[Stored data entries]
BEGIN

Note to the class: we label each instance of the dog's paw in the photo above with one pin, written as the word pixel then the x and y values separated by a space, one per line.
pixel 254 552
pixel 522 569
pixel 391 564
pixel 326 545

END

• _Task statement_
Exactly as they stand above, write out all the entries again.

• _The answer_
Note to the class: we label each instance of the dog's paw in the photo above with one pin, written as the word pixel then the x and y values separated by a space, one per line.
pixel 254 552
pixel 522 569
pixel 391 564
pixel 326 545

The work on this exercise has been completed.